Records in a dataset:
----

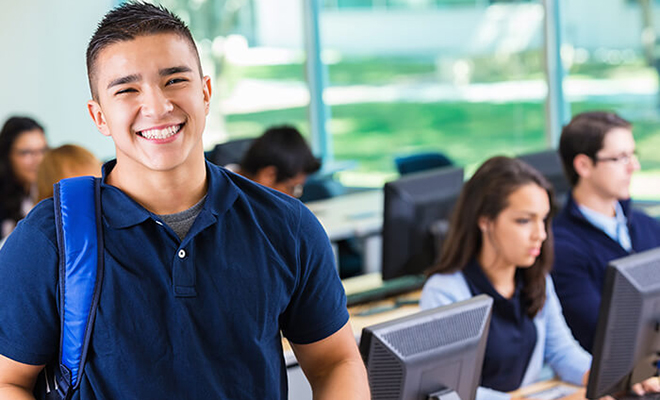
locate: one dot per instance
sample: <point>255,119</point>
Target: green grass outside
<point>374,133</point>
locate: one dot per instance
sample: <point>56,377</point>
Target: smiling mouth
<point>161,133</point>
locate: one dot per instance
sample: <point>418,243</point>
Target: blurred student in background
<point>66,161</point>
<point>280,159</point>
<point>22,147</point>
<point>598,223</point>
<point>498,244</point>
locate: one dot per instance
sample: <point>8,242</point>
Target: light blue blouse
<point>555,345</point>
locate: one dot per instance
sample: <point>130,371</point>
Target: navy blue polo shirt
<point>511,335</point>
<point>197,318</point>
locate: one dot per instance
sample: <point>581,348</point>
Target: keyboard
<point>388,289</point>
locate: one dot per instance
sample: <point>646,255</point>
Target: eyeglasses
<point>624,159</point>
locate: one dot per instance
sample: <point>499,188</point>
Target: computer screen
<point>627,339</point>
<point>415,219</point>
<point>434,354</point>
<point>549,164</point>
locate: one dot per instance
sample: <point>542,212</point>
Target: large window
<point>255,84</point>
<point>617,70</point>
<point>410,76</point>
<point>465,82</point>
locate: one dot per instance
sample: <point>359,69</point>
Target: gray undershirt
<point>181,222</point>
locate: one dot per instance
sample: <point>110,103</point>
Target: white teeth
<point>160,133</point>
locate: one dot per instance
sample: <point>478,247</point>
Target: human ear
<point>96,112</point>
<point>266,176</point>
<point>484,224</point>
<point>206,88</point>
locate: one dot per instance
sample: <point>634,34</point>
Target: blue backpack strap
<point>80,245</point>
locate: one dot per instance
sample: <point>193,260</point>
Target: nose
<point>634,163</point>
<point>155,103</point>
<point>539,232</point>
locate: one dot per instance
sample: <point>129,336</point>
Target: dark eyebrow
<point>124,79</point>
<point>174,70</point>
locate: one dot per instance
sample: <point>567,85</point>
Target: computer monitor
<point>548,163</point>
<point>434,354</point>
<point>415,219</point>
<point>627,342</point>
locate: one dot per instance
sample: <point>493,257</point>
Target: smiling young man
<point>203,268</point>
<point>598,223</point>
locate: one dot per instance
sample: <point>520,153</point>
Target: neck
<point>584,196</point>
<point>161,192</point>
<point>502,276</point>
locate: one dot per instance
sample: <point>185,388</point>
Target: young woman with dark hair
<point>22,146</point>
<point>499,244</point>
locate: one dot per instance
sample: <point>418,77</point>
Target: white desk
<point>358,215</point>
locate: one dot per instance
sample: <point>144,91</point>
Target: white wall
<point>42,67</point>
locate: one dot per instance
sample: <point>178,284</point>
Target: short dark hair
<point>486,195</point>
<point>284,148</point>
<point>131,20</point>
<point>585,135</point>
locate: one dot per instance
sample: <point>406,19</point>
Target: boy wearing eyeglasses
<point>597,223</point>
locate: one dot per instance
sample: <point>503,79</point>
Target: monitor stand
<point>650,365</point>
<point>444,394</point>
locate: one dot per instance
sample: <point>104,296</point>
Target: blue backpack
<point>80,245</point>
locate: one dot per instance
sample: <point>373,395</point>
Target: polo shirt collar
<point>121,211</point>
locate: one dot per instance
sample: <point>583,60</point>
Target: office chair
<point>421,162</point>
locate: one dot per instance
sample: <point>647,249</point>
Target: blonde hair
<point>66,161</point>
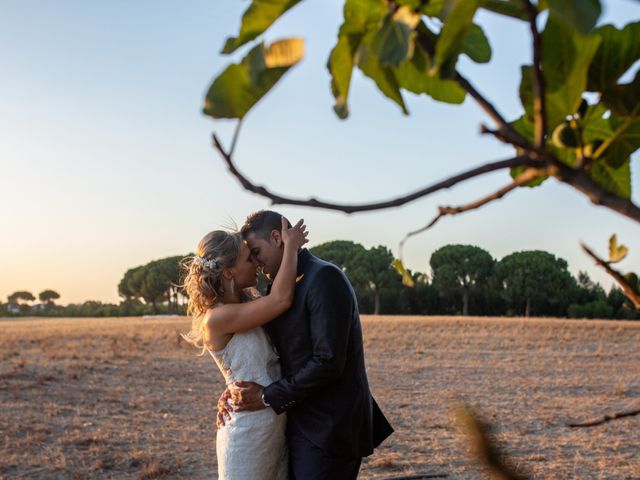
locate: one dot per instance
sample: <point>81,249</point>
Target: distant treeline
<point>464,280</point>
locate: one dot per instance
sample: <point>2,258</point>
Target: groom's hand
<point>246,396</point>
<point>224,409</point>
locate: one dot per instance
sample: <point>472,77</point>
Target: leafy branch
<point>586,145</point>
<point>628,282</point>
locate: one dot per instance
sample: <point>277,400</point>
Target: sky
<point>107,164</point>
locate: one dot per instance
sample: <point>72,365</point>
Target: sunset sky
<point>107,161</point>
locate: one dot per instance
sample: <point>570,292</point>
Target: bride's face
<point>245,272</point>
<point>267,253</point>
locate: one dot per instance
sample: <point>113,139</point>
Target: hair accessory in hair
<point>205,262</point>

----

Goal - Reproduce the records above with "sample" replaced by "reference" throughout and everything else left as is. Leave out the pictures.

Result for this task -
locate: one dot per instance
reference: <point>255,119</point>
Target: green grass outside
<point>374,133</point>
locate: one dot per instance
reference: <point>56,377</point>
Target: smiling mouth
<point>161,133</point>
locate: one dot per instance
reference: <point>418,243</point>
Target: blurred student in background
<point>66,161</point>
<point>280,159</point>
<point>22,147</point>
<point>598,223</point>
<point>498,244</point>
locate: one dot per instance
reference: <point>8,242</point>
Target: light blue blouse
<point>555,345</point>
locate: one dot per instance
reference: <point>130,371</point>
Target: navy blue polo shirt
<point>511,335</point>
<point>197,318</point>
locate: one dot per instance
reference: <point>581,348</point>
Target: keyboard
<point>388,289</point>
locate: one dot per instance
reference: <point>646,255</point>
Target: eyeglasses
<point>624,159</point>
locate: one dot per instance
reference: <point>499,188</point>
Target: computer screen
<point>627,339</point>
<point>415,219</point>
<point>434,354</point>
<point>549,164</point>
locate: one dot per instance
reference: <point>542,212</point>
Target: large window
<point>255,84</point>
<point>617,70</point>
<point>410,76</point>
<point>465,82</point>
locate: one dot per instance
reference: <point>359,69</point>
Target: gray undershirt
<point>181,222</point>
locate: one dot per instance
reference: <point>110,103</point>
Target: white teeth
<point>160,133</point>
locate: one dot per instance
reference: <point>478,247</point>
Target: human ear
<point>96,112</point>
<point>266,176</point>
<point>484,224</point>
<point>206,88</point>
locate: one dot per instance
reference: <point>634,34</point>
Target: blue backpack strap
<point>80,245</point>
locate: one dot per instance
reference: <point>193,260</point>
Target: nose
<point>634,163</point>
<point>155,103</point>
<point>539,232</point>
locate: one dot per instance
reference: <point>129,336</point>
Target: dark eyebrow
<point>124,79</point>
<point>174,70</point>
locate: one dot per instance
reference: <point>567,85</point>
Target: computer monitor
<point>548,163</point>
<point>434,354</point>
<point>415,219</point>
<point>627,342</point>
locate: one dot per instance
reference: <point>493,257</point>
Target: smiling young man
<point>203,268</point>
<point>598,223</point>
locate: one dot per instance
reference: <point>520,153</point>
Target: neck
<point>584,196</point>
<point>161,192</point>
<point>502,276</point>
locate: one dot per instance
reference: <point>185,388</point>
Target: young woman with dark hair
<point>22,146</point>
<point>499,244</point>
locate: one dot per instance
reference: <point>418,77</point>
Target: white desk
<point>358,215</point>
locate: one dot per instance
reference: <point>144,91</point>
Target: white wall
<point>42,67</point>
locate: one dot per instance
reference: <point>178,284</point>
Target: short dark hair
<point>486,195</point>
<point>284,148</point>
<point>131,20</point>
<point>585,135</point>
locate: one dot per instance
reference: <point>406,19</point>
Target: boy wearing eyeglasses
<point>597,223</point>
locate: one dot per instance
reference: <point>503,79</point>
Target: monitor stand
<point>650,365</point>
<point>444,394</point>
locate: one dot per instance
reference: <point>104,296</point>
Target: blue backpack
<point>80,245</point>
locate: one dot per instance
reference: <point>373,395</point>
Target: polo shirt collar
<point>121,211</point>
locate: one dot per instance
reference: <point>583,60</point>
Target: office chair
<point>421,162</point>
locate: one dot per instance
reference: <point>647,249</point>
Target: blonde hair
<point>66,161</point>
locate: one dot per instance
reference: <point>81,249</point>
Target: distant treeline
<point>464,280</point>
locate: one dot per instance
reference: <point>2,258</point>
Target: groom's hand
<point>246,396</point>
<point>224,409</point>
locate: one dot per instance
reference: <point>472,77</point>
Target: leafy branch
<point>586,145</point>
<point>628,282</point>
locate: one dot per instance
reference: <point>277,400</point>
Target: sky
<point>107,164</point>
locate: one dot per instance
reference: <point>72,365</point>
Target: sunset sky
<point>107,161</point>
locate: one dot per instance
reference: <point>570,292</point>
Target: bride's face
<point>245,272</point>
<point>267,253</point>
locate: one dot per instance
reference: <point>113,139</point>
Target: hair accessory in hair
<point>205,262</point>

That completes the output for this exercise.